→ Problem to solve
The full set of records is to be reproduced verbatim.

Data excerpts:
*** Begin section ***
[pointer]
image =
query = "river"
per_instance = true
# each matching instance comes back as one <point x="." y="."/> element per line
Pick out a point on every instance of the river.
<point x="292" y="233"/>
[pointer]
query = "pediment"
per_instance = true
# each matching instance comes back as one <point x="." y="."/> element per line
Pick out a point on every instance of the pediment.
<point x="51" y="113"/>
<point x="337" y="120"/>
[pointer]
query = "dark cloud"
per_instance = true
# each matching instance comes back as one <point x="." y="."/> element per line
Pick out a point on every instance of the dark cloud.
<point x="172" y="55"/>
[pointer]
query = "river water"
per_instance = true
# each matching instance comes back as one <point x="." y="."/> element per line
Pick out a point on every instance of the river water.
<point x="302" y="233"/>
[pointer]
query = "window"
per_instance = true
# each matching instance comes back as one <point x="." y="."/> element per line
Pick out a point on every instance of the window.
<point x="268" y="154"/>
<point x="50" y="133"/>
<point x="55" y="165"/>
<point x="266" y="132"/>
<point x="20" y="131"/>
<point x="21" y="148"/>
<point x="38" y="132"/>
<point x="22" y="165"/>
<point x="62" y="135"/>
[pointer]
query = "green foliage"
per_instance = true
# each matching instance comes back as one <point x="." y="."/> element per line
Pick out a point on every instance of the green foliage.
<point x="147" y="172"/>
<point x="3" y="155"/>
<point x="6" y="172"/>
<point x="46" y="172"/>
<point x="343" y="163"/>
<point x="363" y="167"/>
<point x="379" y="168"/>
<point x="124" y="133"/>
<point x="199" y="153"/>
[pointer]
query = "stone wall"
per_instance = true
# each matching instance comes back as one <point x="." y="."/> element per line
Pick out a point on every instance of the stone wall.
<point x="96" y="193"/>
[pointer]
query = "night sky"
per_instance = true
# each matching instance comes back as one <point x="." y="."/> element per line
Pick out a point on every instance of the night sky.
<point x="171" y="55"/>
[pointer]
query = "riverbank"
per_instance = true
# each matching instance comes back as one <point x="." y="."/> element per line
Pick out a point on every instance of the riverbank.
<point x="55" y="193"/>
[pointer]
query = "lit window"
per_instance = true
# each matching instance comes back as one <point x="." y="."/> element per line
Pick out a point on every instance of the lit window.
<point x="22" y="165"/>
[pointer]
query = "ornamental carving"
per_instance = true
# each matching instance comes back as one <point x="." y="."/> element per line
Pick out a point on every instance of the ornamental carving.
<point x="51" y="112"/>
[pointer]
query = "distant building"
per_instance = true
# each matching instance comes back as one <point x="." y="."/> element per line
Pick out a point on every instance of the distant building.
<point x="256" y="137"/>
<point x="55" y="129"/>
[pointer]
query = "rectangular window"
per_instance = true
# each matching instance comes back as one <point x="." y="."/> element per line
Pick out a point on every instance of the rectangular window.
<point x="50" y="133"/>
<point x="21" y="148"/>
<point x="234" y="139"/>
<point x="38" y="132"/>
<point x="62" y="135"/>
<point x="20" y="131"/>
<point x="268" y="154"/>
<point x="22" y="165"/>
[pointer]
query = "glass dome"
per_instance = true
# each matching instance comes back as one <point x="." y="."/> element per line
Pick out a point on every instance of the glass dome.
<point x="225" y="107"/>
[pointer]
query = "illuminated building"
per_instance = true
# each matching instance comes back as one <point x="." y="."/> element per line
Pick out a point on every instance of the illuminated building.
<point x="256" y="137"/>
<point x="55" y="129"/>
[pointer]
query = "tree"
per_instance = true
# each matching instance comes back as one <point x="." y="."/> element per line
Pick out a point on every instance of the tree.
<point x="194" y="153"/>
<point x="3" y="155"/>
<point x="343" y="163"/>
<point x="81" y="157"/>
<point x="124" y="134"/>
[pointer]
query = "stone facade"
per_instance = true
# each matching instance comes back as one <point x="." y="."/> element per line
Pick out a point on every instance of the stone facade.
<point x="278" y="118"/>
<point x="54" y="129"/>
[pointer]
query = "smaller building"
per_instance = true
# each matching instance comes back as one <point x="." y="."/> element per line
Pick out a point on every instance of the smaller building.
*** End section ***
→ Exercise result
[pointer]
image =
query = "river"
per_instance = true
# each matching instance comes back as one <point x="." y="."/> element per line
Pick out a point on every instance of the river.
<point x="292" y="233"/>
[pointer]
query = "pediment"
per_instance = true
# each matching instance comes back as one <point x="." y="."/> element per line
Pick out a point on every instance of the pediment.
<point x="51" y="113"/>
<point x="337" y="120"/>
[pointer]
query = "dark cloud"
per_instance = true
# each matching instance comes back as one <point x="." y="."/> element per line
Pick out a point on every instance of the dark cloud.
<point x="172" y="55"/>
[pointer]
query = "river water"
per_instance = true
# each matching instance comes back as one <point x="." y="."/> element per line
Pick out a point on every instance of the river water.
<point x="302" y="233"/>
[pointer]
query = "window"
per_instance = true
# each matching instance comes back as one <point x="." y="."/> element per line
Pick out a point on every instance of the window.
<point x="268" y="154"/>
<point x="50" y="133"/>
<point x="55" y="165"/>
<point x="266" y="132"/>
<point x="20" y="131"/>
<point x="21" y="148"/>
<point x="38" y="132"/>
<point x="22" y="165"/>
<point x="62" y="135"/>
[pointer]
query = "green foliage"
per_instance = true
# each matching instance comes back as one <point x="." y="."/> element per line
Pick out a point on every instance of the green foliage.
<point x="147" y="172"/>
<point x="3" y="155"/>
<point x="6" y="172"/>
<point x="46" y="172"/>
<point x="343" y="163"/>
<point x="363" y="167"/>
<point x="379" y="168"/>
<point x="124" y="133"/>
<point x="199" y="153"/>
[pointer]
query = "stone wall"
per_instance = true
# each matching instance comes back as one <point x="." y="."/> element per line
Pick out a point on every instance of the stone wall.
<point x="96" y="193"/>
[pointer]
query = "night sky"
per_instance = true
# each matching instance comes back as one <point x="." y="."/> element per line
Pick out a point on every instance of the night sky.
<point x="171" y="55"/>
[pointer]
query = "riverbank"
per_instance = true
# each matching instance comes back as one <point x="." y="."/> element per line
Pick out a point on every instance of the riverbank.
<point x="55" y="193"/>
[pointer]
query = "lit window"
per_instance = true
# each matching instance comes back as one <point x="." y="."/> element per line
Pick out a point on every instance of the lit window.
<point x="22" y="165"/>
[pointer]
query = "ornamental carving"
per_instance = true
# each matching instance comes back as one <point x="." y="."/> element per line
Pick out a point on every instance of the ornamental carving.
<point x="51" y="112"/>
[pointer]
query = "distant building"
per_instance = true
# each matching instance comes back as one <point x="." y="."/> element per line
Pick out a point on every instance of the distant building.
<point x="256" y="137"/>
<point x="55" y="129"/>
[pointer]
query = "rectangular window"
per_instance = true
# each matching instance comes back as one <point x="." y="."/> element per line
Pick out a point on every instance of the rectangular window.
<point x="50" y="133"/>
<point x="21" y="148"/>
<point x="234" y="139"/>
<point x="38" y="132"/>
<point x="62" y="135"/>
<point x="20" y="131"/>
<point x="268" y="154"/>
<point x="22" y="165"/>
[pointer]
query = "glass dome"
per_instance = true
# each matching instance comes back as one <point x="." y="."/> element per line
Pick out a point on every instance of the glass dome.
<point x="225" y="107"/>
[pointer]
query = "illuminated building"
per_instance = true
# each matching instance comes back as one <point x="." y="."/> element per line
Pick out a point on every instance of the illuminated building.
<point x="256" y="137"/>
<point x="55" y="129"/>
[pointer]
query = "tree"
per_instance = true
# each matching instance comes back as one <point x="." y="."/> element per line
Pick out a point on every instance of the tree.
<point x="194" y="153"/>
<point x="3" y="155"/>
<point x="343" y="163"/>
<point x="81" y="157"/>
<point x="124" y="134"/>
[pointer]
query = "stone facade"
per_instance = true
# each matching instance comes back as one <point x="." y="."/> element per line
Pick out a point on every instance of the stone facade.
<point x="278" y="118"/>
<point x="54" y="129"/>
[pointer]
query = "smaller building"
per_instance = true
# each matching instance comes back as one <point x="." y="."/> element per line
Pick out a point on every instance of the smaller building.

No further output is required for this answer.